- **Records shown**:
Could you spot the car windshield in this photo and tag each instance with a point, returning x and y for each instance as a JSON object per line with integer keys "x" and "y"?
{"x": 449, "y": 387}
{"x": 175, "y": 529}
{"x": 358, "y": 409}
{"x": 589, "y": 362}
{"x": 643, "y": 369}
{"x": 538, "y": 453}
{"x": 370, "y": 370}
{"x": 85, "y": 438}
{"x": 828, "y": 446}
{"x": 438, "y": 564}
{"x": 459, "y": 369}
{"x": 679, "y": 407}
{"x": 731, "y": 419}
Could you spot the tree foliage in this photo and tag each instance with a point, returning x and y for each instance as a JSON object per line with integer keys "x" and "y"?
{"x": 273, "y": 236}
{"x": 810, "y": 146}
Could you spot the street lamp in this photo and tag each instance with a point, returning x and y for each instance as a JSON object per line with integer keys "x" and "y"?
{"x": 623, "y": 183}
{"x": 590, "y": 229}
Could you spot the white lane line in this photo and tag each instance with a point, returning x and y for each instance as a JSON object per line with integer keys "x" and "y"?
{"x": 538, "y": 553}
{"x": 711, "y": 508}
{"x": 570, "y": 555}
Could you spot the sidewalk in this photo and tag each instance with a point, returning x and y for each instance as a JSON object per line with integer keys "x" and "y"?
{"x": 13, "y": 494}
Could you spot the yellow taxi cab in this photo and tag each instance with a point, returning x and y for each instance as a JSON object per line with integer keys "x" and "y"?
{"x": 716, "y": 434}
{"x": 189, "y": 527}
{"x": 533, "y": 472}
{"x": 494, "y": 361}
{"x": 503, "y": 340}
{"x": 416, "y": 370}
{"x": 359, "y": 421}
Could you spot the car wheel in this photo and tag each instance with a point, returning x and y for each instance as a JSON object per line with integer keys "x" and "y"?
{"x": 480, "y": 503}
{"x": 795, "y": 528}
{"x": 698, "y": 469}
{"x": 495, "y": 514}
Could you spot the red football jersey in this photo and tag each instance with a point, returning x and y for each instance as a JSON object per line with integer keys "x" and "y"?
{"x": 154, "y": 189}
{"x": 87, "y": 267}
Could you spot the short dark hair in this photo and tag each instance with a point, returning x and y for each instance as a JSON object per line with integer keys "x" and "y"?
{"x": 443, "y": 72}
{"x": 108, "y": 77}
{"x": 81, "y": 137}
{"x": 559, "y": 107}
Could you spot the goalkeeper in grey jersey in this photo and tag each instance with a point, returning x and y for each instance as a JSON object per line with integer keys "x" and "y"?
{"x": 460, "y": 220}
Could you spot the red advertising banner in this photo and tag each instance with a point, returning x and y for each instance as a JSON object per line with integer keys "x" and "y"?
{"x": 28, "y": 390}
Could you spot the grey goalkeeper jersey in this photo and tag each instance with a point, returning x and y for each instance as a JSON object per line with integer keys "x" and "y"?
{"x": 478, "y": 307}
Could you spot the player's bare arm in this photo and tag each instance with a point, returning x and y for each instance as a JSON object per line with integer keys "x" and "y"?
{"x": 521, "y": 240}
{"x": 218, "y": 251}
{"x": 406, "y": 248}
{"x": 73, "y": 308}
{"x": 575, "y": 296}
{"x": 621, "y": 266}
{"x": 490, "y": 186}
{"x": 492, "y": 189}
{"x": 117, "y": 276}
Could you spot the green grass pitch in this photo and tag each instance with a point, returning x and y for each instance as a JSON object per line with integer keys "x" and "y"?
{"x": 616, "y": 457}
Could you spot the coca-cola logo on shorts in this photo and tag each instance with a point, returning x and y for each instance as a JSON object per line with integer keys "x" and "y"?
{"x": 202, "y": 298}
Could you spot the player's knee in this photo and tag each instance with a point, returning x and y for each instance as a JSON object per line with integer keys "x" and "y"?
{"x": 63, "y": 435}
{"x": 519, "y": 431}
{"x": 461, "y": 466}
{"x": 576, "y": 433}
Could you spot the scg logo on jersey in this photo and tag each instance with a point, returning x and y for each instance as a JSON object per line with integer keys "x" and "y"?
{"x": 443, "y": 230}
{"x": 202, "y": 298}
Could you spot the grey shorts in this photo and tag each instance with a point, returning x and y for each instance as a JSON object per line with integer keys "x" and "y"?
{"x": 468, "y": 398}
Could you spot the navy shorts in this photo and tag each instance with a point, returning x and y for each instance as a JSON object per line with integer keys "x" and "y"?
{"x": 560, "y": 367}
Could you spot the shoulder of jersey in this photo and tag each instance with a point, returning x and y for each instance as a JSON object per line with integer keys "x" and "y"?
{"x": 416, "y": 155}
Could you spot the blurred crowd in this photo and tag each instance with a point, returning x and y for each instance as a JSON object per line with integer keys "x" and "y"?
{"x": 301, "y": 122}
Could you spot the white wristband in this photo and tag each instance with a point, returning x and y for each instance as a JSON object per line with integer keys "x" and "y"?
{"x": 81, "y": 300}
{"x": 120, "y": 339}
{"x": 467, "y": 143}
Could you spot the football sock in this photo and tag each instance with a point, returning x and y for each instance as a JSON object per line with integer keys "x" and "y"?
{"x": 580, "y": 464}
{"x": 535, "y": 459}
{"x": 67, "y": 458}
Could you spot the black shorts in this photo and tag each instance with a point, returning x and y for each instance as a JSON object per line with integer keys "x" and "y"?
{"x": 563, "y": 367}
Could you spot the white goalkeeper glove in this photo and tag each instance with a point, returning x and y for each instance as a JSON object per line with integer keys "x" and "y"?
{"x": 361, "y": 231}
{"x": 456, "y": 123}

- **Your objective**:
Rewrite every line from the one containing "Could you spot the white goalkeeper" through the end of the items, requests included, shifting each x and y coordinate in the answers up by 84.

- **Solved exercise**:
Could you spot the white goalkeeper glove in this photo and tag each instance with a point, returning x and y for each instance as a JSON object per line with integer keys "x" and "y"?
{"x": 445, "y": 315}
{"x": 540, "y": 207}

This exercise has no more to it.